-- Begin Materials provided --

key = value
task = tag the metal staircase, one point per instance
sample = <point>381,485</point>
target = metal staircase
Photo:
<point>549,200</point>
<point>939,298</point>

-- End Materials provided --
-- Begin Materials provided --

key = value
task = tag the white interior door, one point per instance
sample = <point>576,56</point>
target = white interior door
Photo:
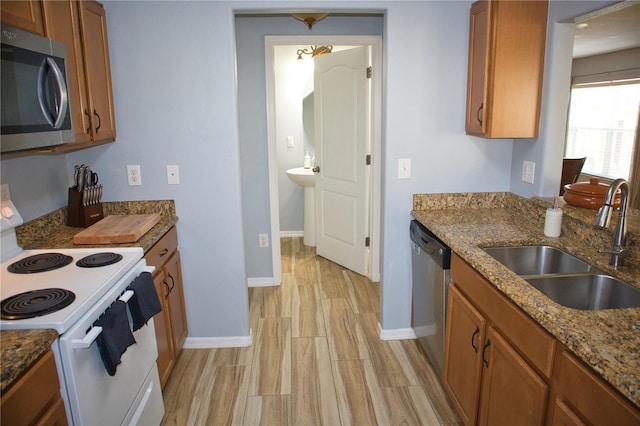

-- End Materials provided --
-- Begin Materials provided --

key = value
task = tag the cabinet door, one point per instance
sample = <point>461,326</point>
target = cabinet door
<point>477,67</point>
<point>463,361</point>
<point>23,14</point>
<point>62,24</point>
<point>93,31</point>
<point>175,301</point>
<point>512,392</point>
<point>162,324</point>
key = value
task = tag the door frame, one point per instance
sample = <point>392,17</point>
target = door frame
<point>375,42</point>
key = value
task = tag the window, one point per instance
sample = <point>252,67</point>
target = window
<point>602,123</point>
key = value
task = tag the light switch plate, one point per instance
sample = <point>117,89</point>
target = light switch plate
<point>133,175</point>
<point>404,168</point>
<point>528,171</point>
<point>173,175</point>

-- End Materials provided --

### [Your instructions]
Copy out every line of the records that contains the string "target". Only matches with the same capitalization count.

### [Output for this task]
target = metal staircase
target = white interior door
target = cabinet door
target = door frame
target = window
target = light switch plate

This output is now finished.